From Coast Episcopal School
A year and a half after launching its Transitional Kindergarten program, educators at Coast Episcopal School are convinced of the initiative’s many benefits.
The independent school in Long Beach introduced the program in August 2021, having identified a need to provide a “bridge year” for students who would benefit from an extra year between preschool and kindergarten. According to TK teacher Melissa Flickinger, students who participated in last year’s class are leaders in this year’s kindergarten class, showing more self-confidence and understanding of what is expected in an elementary classroom. She credits the additional year with allowing adequate time for social and emotional growth, which enabled students to be on a social level equal to their age-level peers.
Leah Watters, whose son participated in last year’s TK program, echoes Flickinger’s observations.
“Our son’s transition into kindergarten was seamless on account of established friendships, an understanding of the rhythms of the school and having been enticed to love learning,” she says. “He began kindergarten reading-ready and delights in the new things he learns.”
Flickinger adds that, academically, her former students are exhibiting math and literacy skills ahead of, rather than behind, their kindergarten peers.
“They have an expanded vocabulary and exhibit more advanced critical thinking skills,” she says.
Allyson Winter, another CES parent, chose this year’s TK program for
her son. Flickinger customized his curriculum, and he is now thriving, she says — making her confident he will continue succeeding in kindergarten.
● ● ● ● ● ● ●
Problems and tasks:
a - In the Transitional Kindergarten article, revise the part that opens with the words containing "The independent school" and closes with "their age-level peers.", swapping "self-confidence" for "confidence".
b - Answer these questions from the Transitional Kindergarten article:
(i) In what month and year did the school introduce the program?
(ii) According to Leah Watters, how was her son ready when he began kindergarten?
(iii) Who customized the curriculum for Allyson Winter's son?

Recorded data:
● ● ● ● ● ● ●
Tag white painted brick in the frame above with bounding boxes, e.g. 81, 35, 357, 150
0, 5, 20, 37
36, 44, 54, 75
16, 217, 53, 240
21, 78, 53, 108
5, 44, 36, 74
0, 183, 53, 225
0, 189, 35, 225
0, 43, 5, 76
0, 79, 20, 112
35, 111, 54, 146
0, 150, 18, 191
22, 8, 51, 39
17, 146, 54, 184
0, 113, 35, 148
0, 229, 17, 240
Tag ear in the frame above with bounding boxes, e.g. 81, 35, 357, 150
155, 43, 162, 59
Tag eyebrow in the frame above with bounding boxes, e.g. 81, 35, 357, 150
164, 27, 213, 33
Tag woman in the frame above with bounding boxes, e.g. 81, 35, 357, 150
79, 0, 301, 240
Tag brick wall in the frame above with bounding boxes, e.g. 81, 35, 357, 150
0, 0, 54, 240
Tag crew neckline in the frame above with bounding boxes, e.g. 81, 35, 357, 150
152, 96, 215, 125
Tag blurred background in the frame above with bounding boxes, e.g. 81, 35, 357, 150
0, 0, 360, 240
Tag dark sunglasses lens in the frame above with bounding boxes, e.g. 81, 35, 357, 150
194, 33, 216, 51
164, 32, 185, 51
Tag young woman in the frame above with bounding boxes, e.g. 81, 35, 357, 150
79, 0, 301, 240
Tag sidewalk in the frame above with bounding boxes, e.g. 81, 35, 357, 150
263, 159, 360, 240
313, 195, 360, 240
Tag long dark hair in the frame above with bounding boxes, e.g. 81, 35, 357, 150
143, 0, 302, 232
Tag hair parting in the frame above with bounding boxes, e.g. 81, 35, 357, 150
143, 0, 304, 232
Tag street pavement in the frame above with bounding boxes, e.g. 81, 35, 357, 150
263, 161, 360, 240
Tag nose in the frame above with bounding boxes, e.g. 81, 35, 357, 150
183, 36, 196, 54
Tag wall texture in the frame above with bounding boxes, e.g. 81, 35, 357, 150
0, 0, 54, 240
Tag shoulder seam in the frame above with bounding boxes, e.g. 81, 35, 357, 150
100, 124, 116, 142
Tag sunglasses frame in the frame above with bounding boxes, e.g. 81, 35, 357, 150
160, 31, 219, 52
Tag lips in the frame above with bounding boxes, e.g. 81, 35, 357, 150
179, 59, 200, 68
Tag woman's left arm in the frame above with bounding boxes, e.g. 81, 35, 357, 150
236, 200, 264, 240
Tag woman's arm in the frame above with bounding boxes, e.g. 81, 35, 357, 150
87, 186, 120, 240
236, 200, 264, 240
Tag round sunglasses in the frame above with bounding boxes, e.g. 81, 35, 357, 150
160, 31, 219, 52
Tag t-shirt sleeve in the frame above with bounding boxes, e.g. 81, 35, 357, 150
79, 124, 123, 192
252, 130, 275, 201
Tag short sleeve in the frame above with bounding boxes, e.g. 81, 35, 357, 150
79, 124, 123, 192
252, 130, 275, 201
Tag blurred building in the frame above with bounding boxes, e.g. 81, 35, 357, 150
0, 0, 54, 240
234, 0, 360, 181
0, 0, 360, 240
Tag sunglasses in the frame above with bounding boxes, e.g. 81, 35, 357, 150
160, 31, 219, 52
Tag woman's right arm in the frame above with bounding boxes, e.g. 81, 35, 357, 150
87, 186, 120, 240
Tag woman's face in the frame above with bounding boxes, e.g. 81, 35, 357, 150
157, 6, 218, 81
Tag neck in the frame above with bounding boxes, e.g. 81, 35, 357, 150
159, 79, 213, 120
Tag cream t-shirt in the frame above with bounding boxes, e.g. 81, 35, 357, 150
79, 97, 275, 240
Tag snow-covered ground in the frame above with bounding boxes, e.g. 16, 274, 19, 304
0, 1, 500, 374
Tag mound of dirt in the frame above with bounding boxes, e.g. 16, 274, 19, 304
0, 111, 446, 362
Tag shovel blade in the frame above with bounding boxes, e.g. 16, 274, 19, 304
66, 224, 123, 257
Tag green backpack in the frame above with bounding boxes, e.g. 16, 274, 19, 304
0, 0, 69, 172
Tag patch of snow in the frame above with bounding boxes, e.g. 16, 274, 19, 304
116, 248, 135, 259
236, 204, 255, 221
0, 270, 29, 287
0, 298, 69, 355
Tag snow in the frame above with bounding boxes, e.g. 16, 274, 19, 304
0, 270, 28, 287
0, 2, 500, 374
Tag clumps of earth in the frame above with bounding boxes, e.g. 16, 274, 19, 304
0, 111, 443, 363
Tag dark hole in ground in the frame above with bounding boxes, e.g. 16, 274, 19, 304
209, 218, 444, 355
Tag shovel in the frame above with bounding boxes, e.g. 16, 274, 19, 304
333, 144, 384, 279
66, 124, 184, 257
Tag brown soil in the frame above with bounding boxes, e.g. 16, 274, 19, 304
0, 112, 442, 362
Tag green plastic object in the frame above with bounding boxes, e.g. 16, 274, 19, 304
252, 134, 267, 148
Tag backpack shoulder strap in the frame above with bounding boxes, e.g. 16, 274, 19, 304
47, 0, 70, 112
● ● ● ● ● ● ●
The responses:
a -
The independent school in Long Beach introduced the program in August 2021, having identified a need to provide a “bridge year” for students who would benefit from an extra year between preschool and kindergarten. According to TK teacher Melissa Flickinger, students who participated in last year’s class are leaders in this year’s kindergarten class, showing more confidence and understanding of what is expected in an elementary classroom. She credits the additional year with allowing adequate time for social and emotional growth, which enabled students to be on a social level equal to their age-level peers.

b -
(i) August 2021
(ii) Reading-ready
(iii) Melissa Flickinger